Only the lines from the one containing "Query: black pontiac solstice" through the end of the data belong in the answer; reproduce them exactly.

══════════════════════════════

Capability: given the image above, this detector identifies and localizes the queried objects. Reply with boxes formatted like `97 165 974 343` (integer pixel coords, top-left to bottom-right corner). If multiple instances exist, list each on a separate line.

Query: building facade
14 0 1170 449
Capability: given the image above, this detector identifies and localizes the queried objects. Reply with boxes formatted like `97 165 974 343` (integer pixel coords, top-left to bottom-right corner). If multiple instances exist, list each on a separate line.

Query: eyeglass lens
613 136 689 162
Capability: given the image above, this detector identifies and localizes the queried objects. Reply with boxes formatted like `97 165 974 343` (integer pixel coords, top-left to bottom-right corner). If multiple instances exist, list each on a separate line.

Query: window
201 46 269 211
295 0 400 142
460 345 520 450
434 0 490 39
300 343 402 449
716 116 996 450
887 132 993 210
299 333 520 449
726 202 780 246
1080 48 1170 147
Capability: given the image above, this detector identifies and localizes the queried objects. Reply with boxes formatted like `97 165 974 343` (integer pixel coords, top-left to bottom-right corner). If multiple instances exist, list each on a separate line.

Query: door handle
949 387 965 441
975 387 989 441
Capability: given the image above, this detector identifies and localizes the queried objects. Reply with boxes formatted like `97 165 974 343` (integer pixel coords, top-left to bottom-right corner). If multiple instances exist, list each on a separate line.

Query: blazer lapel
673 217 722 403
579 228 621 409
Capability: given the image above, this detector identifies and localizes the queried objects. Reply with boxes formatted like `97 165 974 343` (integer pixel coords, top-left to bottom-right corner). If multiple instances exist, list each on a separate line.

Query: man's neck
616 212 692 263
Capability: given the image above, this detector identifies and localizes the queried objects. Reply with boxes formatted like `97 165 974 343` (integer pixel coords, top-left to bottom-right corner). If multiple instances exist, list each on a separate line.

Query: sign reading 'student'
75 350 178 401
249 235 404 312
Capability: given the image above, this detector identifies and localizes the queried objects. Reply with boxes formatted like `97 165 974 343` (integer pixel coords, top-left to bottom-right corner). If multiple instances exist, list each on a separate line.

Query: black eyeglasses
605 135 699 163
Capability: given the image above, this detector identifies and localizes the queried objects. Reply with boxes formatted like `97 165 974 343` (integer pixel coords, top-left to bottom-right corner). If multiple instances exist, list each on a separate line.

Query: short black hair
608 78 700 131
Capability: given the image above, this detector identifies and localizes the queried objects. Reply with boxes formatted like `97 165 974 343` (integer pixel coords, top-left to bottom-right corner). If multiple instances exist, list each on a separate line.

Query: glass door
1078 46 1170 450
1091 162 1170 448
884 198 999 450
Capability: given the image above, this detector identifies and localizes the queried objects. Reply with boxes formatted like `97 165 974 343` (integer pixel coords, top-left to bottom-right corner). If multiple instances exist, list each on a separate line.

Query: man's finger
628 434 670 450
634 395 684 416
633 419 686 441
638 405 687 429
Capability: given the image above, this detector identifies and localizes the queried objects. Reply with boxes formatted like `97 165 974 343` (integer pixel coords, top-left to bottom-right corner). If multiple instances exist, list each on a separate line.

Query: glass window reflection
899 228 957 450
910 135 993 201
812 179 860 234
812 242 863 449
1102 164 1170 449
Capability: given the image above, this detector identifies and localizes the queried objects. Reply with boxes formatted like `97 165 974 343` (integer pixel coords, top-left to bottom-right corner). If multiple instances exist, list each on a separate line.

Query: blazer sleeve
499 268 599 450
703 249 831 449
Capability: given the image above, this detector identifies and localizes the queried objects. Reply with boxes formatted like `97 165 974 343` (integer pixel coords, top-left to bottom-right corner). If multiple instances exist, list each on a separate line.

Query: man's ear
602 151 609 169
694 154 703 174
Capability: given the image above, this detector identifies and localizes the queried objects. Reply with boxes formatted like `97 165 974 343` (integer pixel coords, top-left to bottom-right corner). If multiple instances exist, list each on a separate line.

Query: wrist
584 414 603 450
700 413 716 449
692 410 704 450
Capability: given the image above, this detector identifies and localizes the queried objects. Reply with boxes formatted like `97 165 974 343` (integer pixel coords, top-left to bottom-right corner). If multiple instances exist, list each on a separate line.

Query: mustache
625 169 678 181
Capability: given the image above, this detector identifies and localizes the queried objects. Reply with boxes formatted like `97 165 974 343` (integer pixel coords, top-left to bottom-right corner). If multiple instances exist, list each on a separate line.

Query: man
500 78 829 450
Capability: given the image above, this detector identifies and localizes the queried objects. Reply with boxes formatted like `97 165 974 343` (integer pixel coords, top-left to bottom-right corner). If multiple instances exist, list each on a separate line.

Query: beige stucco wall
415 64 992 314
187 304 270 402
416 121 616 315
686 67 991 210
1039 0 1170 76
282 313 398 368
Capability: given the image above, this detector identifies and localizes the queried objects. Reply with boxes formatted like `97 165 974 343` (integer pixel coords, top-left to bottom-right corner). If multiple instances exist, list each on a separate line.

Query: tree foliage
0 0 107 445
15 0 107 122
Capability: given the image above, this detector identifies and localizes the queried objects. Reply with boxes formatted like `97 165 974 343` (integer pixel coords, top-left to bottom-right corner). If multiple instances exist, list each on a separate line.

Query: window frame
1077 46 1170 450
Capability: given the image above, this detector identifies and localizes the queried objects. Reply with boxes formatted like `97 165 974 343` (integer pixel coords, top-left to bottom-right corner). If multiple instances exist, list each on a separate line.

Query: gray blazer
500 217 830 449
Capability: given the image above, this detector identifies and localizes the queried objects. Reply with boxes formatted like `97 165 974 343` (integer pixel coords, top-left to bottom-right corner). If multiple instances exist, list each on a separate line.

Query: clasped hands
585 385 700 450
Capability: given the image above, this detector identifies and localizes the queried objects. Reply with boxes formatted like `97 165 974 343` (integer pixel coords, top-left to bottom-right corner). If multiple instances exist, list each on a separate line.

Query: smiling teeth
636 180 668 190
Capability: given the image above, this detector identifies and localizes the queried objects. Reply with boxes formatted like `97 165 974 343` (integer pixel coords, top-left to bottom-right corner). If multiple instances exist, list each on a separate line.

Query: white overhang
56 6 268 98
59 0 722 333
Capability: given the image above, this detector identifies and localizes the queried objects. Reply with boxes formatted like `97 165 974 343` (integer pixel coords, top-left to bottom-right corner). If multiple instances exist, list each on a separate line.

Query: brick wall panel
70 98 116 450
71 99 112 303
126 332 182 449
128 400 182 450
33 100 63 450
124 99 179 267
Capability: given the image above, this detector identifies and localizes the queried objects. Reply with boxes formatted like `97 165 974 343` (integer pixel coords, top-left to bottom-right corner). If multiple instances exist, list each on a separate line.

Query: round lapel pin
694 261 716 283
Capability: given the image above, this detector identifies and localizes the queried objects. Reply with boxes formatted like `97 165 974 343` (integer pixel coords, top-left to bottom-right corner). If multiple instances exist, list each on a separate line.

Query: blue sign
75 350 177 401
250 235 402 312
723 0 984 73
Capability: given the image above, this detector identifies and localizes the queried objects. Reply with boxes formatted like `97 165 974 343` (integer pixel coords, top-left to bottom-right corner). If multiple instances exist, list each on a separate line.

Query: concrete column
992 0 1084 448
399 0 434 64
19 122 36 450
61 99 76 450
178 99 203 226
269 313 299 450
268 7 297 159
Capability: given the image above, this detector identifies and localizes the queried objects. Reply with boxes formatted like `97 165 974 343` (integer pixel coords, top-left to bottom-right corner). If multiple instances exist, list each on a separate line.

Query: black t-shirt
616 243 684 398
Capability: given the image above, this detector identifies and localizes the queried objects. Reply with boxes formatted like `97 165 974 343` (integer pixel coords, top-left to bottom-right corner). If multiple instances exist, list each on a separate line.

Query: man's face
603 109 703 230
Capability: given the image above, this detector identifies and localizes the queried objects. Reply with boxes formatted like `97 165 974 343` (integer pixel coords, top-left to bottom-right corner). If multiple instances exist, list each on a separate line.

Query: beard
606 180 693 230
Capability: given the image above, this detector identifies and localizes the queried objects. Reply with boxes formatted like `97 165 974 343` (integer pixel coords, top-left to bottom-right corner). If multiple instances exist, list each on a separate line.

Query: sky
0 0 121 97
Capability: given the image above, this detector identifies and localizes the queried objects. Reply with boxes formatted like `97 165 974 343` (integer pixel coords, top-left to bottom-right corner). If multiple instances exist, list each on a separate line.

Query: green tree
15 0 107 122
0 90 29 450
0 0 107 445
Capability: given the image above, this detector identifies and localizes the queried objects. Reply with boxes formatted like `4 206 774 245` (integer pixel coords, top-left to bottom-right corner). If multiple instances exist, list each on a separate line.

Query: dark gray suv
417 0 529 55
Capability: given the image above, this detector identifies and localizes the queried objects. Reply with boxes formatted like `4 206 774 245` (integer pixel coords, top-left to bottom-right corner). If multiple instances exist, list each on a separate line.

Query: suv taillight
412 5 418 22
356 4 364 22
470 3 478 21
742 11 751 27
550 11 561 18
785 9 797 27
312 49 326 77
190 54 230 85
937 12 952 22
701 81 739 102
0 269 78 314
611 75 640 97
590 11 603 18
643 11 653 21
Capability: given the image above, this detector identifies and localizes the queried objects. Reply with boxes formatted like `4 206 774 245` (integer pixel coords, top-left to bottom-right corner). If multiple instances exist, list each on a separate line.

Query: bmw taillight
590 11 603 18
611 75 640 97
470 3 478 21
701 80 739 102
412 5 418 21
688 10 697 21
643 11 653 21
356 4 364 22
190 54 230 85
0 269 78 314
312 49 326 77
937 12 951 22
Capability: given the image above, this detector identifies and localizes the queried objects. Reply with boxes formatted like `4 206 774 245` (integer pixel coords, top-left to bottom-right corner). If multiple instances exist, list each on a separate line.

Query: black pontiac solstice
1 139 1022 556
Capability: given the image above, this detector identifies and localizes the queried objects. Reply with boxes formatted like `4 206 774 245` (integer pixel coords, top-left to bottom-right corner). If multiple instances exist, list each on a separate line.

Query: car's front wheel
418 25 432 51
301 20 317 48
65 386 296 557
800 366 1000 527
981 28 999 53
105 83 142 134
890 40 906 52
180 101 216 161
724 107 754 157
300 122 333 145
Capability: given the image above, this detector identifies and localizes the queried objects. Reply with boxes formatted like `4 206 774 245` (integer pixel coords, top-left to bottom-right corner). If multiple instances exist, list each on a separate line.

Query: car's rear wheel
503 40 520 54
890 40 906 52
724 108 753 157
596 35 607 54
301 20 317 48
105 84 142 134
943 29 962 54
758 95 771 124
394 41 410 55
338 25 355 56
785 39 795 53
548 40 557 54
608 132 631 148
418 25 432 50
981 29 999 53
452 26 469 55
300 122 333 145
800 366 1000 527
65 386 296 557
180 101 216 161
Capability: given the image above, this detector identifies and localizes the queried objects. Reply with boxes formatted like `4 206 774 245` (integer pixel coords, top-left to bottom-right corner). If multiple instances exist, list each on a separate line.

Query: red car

══════════════════════════════

Completed exercise →
Query: black pontiac solstice
1 139 1022 556
Capability: given the image above, this detector identifies and localizes the queried objects. Reply with boxes formatted like `4 206 774 245` (integer pixel coords, top-left to bottom-right corner). If multiple instances exist, list each on a separate line.

Query: car's front wheel
418 25 432 51
301 20 317 48
65 386 296 557
800 366 1000 527
981 28 999 53
105 83 142 134
890 40 906 52
180 101 216 161
724 107 754 157
300 122 333 145
Capability: given the image above, this detector identifies and localizes the queried objects. Reply with boxes formatted like `4 206 774 245` (integer pixel coords, top-left to bottom-right corner). If multiple instances exist, list each on a separate line.

Query: car's rear wheel
503 40 520 54
890 40 906 52
724 108 753 157
596 35 607 54
301 20 317 48
105 84 142 134
943 29 962 54
758 95 771 124
394 41 410 55
338 25 355 56
785 39 795 53
548 40 557 54
608 132 631 148
418 25 432 50
981 29 999 53
452 26 469 55
300 122 333 145
800 366 1000 527
65 386 296 557
180 101 216 161
Capability: given the image above, this detector identifies and localizes the queried objects. Reply with boxes formatted like `4 206 774 245` (integer pixel coords, top-left to bottom-right corner). If multiple instances exist, list each on a separate line.

Query: red car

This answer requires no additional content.